[REQUIRED WORK]: Copy the lines below word for word, leaving out none of them.

(Stored data entries)
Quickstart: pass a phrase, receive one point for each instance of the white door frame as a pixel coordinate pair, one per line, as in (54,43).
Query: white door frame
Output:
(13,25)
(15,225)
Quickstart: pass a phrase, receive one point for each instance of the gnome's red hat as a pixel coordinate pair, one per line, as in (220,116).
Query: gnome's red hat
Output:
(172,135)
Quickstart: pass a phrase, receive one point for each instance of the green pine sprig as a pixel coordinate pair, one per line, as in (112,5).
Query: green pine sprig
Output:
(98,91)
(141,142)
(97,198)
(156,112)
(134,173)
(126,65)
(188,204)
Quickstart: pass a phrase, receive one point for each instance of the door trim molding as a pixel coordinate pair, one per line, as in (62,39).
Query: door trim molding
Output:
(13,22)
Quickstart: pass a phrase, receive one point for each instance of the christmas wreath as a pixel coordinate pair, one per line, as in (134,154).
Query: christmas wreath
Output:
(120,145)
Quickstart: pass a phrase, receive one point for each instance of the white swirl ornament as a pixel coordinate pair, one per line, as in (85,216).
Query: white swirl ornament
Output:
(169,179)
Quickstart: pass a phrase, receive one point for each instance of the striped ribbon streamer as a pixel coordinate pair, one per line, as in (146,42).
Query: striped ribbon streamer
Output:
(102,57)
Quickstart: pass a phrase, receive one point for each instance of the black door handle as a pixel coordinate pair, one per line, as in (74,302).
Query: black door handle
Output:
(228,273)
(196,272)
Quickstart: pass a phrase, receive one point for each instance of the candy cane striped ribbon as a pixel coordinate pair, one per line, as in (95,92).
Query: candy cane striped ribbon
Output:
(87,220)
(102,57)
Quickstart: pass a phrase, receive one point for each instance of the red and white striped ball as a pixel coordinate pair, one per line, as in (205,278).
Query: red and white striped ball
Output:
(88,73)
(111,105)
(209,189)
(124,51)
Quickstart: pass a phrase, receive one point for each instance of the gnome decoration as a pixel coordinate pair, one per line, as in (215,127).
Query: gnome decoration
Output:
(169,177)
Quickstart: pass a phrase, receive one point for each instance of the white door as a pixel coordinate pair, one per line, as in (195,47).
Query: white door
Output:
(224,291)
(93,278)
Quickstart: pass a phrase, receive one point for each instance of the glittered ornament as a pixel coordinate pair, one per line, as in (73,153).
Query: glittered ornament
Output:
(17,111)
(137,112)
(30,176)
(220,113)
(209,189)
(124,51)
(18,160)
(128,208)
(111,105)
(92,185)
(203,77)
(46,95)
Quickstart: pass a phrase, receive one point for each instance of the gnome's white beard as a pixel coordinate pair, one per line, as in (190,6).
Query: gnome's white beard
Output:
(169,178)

[RESPONSE]:
Quickstart: pass a phrase, receive one point for each instance of the white door frame as a pixel coordinate pair, one per line, as in (54,43).
Query: white door frame
Output:
(13,25)
(15,225)
Quickstart: pass a phrase, receive one point for each instance of the gnome's red hat as a pixel coordinate pair, one per line, as in (220,116).
Query: gnome's red hat
Output:
(172,135)
Quickstart: pass a phrase, receive one point for each instance of the green pine sprig as a pixel coordinate pair, one per line, as in (112,5).
Query: green pine sprig
Output:
(98,91)
(141,142)
(97,198)
(156,112)
(134,173)
(126,65)
(188,204)
Quickstart: pass a phrase, receive one point for each instance of the door trim molding as a pixel coordinate pair, one per line, as in (62,39).
Query: door trim molding
Output:
(13,22)
Quickstart: pass a phrase, receive one point for each instance of the christmas wreath as a pixel coordinate pair, one per line, as in (134,154).
Query: christmas wreath
Output:
(120,145)
Quickstart: pass a phrase, receive one point for each instance of the white swirl ornament as a pixel coordinate pair, one per line, as in (85,216).
Query: white swirl ornament
Output:
(169,179)
Quickstart: pass a phrase, receive one point for each instance of the striped ribbon streamer as a pixel coordinate pair, one per line, as in (146,42).
Query: striped ribbon streamer
Output:
(102,57)
Quickstart: pass a phrase, receive one point for each instance of the black door handle as a pixel coordinate pair, one per line, as in (74,302).
Query: black door handle
Output:
(228,273)
(196,272)
Quickstart: pass a phrase, receive one point for each instance of the candy cane striped ribbon as a pixel coordinate pair, one per line, as in (95,92).
Query: candy cane striped ribbon
Output:
(87,220)
(102,57)
Quickstart: pass a phrase, receive one point for each instance of the red and white striped ball as a pixel coordinate pair, one per line, as in (205,278).
Query: red and white striped ball
Output:
(88,73)
(111,105)
(209,189)
(124,51)
Quickstart: pass a phrase, receive one point for each instance of the gnome decoration as a pixel coordinate pair, one per line, as in (215,127).
Query: gnome decoration
Output:
(169,177)
Quickstart: pass a phrase, receive one point for each instance of the white door as a pixel coordinate pair, one per line, as in (195,47).
Query: white door
Output:
(224,291)
(93,278)
Quickstart: pass a phrase, receive one point for each instance of the glittered ornament as a pixel coordinate pair, one per line, as in (73,153).
Query: glittered ornament
Output:
(17,111)
(137,112)
(30,176)
(220,113)
(209,189)
(124,51)
(18,160)
(128,208)
(111,105)
(92,185)
(203,77)
(46,95)
Quickstart: pass a phrase, receive one point for each instance of the gnome's white beard as a pixel coordinate pair, one per line, as in (190,6).
Query: gnome's white beard
Output:
(169,178)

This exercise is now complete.